— DOCUMENT PASSAGE —
○ ○ ○ ○ ○ ○ ○

Acceptance of one of the most talked about payment vehicles — cryptocurrency — is nascent, with just 30% of organizations offering it as an option today. Yet cryptocurrencies’ role in the commerce experience is set to expand dramatically: An additional 46% of commerce organizations say they plan to accept cryptocurrencies as payment within the next two years — a higher projected rate of growth than any other payment option. Currently, organizations in India, the Netherlands, and the United Arab Emirates lead the way in their acceptance of cryptocurrencies.
Implementation of new payment options is not without its hurdles: only 40% of the commerce professionals surveyed feel completely prepared to handle new payment types. Concerns around fraud ranks as the top concern on this front, followed by the expense and time required for implementation.
The best commerce teams are focused on putting data into action
As third-party cookies are depreciated in response to regulatory shifts, commerce professionals — along with their partners in marketing — face rising challenges in meeting customer demands for highly personalized offers and communications. In fact, 88% of commerce professionals surveyed report some degree of impact by depreciation of third-party cookies on their data strategies.
In response, 36% of commerce organizations plan investments in first-party data strategies over the next two years, but plans are correlated with overall commerce performance. Forty percent of digital leaders — those who can attribute the company’s overall success to digital commerce — are planning such investments, compared to 25% of digital laggards — those who can not attribute their company’s overall success to digital commerce and do not have a high degree of success with such initiatives.

○ ○ ○ ○ ○ ○ ○

— DATA PROVIDED —
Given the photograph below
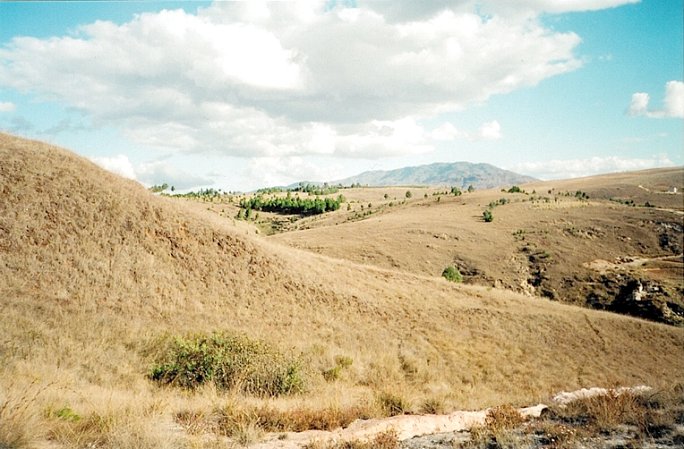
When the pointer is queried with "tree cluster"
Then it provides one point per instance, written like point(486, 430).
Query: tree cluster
point(292, 205)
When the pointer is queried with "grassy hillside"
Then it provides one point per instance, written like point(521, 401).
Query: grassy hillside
point(594, 242)
point(95, 271)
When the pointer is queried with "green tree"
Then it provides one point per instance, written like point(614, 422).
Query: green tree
point(452, 274)
point(487, 216)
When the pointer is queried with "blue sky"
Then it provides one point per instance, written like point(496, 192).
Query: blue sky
point(241, 95)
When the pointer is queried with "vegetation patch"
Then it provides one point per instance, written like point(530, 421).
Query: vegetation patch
point(230, 362)
point(452, 274)
point(292, 205)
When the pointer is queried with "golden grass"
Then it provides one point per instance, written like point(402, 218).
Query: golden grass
point(95, 271)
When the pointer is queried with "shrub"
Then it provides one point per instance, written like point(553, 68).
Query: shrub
point(393, 404)
point(487, 216)
point(452, 274)
point(229, 362)
point(433, 406)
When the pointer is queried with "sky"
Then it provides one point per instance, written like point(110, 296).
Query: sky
point(243, 95)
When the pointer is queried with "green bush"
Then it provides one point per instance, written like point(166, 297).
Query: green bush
point(487, 216)
point(393, 404)
point(229, 362)
point(452, 274)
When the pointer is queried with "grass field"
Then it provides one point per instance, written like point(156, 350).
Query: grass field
point(96, 273)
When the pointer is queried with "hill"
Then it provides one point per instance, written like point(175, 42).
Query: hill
point(597, 242)
point(96, 274)
point(459, 174)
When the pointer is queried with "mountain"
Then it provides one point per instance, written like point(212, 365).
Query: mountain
point(97, 275)
point(460, 174)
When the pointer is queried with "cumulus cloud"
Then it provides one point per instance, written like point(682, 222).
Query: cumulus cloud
point(287, 79)
point(6, 106)
point(283, 171)
point(490, 131)
point(673, 103)
point(119, 164)
point(575, 168)
point(150, 173)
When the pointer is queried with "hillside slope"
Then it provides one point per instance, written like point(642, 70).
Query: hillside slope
point(94, 270)
point(594, 241)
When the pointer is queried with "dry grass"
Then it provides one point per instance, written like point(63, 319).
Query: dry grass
point(384, 440)
point(96, 271)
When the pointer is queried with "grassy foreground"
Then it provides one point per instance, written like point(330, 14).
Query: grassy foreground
point(97, 276)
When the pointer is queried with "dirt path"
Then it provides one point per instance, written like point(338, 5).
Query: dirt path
point(625, 262)
point(406, 426)
point(419, 431)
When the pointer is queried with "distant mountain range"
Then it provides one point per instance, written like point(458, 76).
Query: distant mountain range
point(460, 174)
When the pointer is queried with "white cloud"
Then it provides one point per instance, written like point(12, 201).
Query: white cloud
point(673, 103)
point(282, 79)
point(119, 164)
point(446, 132)
point(150, 173)
point(575, 168)
point(282, 171)
point(490, 131)
point(6, 106)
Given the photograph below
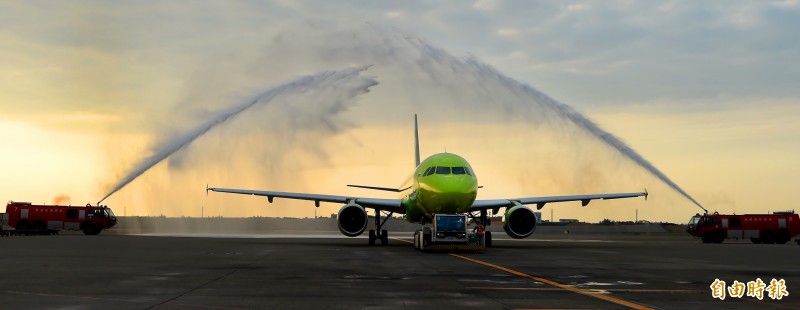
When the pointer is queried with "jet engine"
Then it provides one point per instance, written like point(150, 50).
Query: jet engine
point(520, 222)
point(352, 220)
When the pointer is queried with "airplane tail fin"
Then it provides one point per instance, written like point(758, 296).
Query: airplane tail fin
point(416, 141)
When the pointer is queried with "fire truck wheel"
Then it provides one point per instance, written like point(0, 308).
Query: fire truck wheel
point(22, 225)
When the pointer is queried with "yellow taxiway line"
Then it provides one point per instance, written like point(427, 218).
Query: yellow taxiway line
point(550, 282)
point(556, 284)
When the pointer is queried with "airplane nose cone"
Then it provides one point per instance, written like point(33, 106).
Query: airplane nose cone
point(449, 194)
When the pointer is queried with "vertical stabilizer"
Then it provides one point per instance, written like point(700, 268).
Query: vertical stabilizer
point(416, 141)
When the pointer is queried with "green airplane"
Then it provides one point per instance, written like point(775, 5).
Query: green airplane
point(443, 183)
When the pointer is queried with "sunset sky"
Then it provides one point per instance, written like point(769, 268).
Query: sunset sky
point(708, 92)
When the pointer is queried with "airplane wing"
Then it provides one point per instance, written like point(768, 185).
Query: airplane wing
point(392, 205)
point(541, 201)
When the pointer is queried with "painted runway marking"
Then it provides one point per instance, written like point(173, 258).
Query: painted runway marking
point(556, 284)
point(626, 290)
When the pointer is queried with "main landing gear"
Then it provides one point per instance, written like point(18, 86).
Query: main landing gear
point(378, 233)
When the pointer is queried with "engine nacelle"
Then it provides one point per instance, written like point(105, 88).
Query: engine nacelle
point(352, 220)
point(520, 222)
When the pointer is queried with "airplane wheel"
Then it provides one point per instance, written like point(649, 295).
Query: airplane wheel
point(384, 237)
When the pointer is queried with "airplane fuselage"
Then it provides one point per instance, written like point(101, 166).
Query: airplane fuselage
point(443, 183)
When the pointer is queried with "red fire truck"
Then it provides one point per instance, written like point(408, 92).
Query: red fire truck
point(778, 227)
point(29, 218)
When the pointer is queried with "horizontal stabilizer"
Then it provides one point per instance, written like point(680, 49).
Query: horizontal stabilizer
point(388, 189)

○ ○ ○ ○ ○ ○ ○

— TASKS —
1/ In the passage on commerce payments and data, what share of the commerce professionals surveyed feel completely prepared to handle new payment types?
2/ Resume the passage on commerce payments and data after its final sentence.

— SOLVED PROBLEMS —
1/ 40%

2/
Of course, having first-party data in and of itself is not a winning strategy. Digital leaders stand apart from their digital laggard competition in their ability to put data into action. Case in point: Leaders are 1.7x more likely to be effective at using data to understand customer behavior, and 1.5x more likely to be effective at using data to inform marketing or business strategy.
As inflationary pressures mount on firms across industries, a focus on efficiency and optimization is another focus for the most successful commerce organizations. Nearly half (45%) of commerce organizations are prioritizing process automation in the next two years. Digital leaders are ahead of the curve, being over 4x more likely than digital laggards to say they’re effective at automating processes, and 3.5x more likely to say they’re able to effectively implement an artificial intelligence strategy.
Learn more
- Explore key survey data in Tableau and read the full State of Commerce report [registration required].
Methodology
Salesforce conducted a double-blind survey of 4,102 senior B2C and B2B commerce professionals across industries through a third-party panel in February 2022 to collect practitioner insights. Respondents were sourced from Australia, Brazil, Canada, Denmark, France, Finland Germany, Hong Kong, India, Ireland, Israel, Italy, Japan, Mexico, the Netherlands, New Zealand, Singapore, South Africa, Spain, Sweden, Thailand, the United Arab Emirates, the United Kingdom, and the United States.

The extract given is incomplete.